[Start of section]
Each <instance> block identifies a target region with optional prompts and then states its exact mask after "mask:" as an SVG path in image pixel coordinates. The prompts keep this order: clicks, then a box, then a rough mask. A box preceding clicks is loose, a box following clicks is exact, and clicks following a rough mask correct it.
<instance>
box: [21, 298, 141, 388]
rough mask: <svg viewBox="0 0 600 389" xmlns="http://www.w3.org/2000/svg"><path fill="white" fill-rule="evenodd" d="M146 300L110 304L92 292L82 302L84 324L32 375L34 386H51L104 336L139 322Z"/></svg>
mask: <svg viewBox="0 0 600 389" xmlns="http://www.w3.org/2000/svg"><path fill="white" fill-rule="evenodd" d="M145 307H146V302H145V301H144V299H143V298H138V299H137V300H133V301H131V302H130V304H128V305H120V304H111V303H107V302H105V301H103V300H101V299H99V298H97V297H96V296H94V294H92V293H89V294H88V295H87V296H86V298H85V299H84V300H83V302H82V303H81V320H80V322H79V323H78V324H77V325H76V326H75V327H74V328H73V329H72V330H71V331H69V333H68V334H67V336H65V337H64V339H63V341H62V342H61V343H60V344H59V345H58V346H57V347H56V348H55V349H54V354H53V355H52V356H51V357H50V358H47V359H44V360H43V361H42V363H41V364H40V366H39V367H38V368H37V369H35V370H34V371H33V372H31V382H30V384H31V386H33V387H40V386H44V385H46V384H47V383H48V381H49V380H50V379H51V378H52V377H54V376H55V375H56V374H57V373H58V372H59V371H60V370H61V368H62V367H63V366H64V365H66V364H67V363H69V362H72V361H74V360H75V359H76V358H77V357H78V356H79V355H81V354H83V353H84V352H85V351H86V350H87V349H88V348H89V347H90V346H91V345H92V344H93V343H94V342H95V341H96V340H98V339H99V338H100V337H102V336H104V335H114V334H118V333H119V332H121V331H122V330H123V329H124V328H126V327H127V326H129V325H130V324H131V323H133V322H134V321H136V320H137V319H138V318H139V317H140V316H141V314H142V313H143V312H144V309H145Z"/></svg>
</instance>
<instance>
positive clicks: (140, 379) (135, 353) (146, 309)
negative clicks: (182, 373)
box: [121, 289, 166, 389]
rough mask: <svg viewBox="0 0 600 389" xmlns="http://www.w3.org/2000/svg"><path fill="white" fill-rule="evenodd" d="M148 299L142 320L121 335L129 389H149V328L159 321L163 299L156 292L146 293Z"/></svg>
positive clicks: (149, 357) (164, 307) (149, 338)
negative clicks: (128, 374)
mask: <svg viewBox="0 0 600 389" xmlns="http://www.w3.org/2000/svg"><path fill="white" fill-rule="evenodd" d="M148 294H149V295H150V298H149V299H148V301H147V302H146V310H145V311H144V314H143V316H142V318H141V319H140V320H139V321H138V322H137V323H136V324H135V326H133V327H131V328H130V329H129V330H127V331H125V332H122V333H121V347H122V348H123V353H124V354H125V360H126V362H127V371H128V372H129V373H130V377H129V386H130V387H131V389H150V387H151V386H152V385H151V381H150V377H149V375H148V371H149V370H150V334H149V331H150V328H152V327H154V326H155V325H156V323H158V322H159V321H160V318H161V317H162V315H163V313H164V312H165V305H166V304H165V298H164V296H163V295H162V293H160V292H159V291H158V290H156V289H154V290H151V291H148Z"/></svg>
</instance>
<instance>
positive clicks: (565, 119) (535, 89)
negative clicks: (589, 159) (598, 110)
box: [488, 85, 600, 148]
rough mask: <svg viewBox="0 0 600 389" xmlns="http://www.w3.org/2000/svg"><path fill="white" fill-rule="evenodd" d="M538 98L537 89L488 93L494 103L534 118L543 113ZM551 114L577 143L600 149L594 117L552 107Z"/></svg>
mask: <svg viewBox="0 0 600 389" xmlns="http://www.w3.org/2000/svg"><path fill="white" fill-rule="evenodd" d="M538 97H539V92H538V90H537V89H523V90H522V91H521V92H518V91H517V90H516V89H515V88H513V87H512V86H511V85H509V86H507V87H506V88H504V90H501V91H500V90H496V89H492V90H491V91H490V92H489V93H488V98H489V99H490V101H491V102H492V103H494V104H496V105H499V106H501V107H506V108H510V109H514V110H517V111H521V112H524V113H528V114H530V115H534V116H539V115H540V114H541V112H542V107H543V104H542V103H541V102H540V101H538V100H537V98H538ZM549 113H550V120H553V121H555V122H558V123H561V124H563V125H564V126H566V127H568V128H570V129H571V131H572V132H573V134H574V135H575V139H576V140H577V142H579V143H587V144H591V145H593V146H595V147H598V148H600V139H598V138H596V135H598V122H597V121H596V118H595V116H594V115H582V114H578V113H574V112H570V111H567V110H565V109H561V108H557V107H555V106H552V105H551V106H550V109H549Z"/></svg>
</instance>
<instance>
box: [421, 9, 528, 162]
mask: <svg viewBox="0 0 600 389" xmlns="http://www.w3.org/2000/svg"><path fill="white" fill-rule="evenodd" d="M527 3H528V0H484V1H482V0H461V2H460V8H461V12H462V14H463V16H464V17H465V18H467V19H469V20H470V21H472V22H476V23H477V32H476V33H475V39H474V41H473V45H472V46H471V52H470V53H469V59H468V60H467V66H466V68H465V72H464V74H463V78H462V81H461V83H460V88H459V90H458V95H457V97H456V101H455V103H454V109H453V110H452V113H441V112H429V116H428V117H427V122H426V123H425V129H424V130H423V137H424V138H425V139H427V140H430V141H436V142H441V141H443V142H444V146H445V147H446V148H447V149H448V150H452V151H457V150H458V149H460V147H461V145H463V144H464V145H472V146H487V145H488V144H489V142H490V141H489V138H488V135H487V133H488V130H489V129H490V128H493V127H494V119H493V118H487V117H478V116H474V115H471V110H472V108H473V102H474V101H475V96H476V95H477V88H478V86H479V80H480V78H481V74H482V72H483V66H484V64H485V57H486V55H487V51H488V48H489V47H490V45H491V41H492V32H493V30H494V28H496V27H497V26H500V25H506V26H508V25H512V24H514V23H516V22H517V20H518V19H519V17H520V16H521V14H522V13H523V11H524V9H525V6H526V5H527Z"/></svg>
[End of section]
A single figure is required: how many lines above contain the word "positive".

3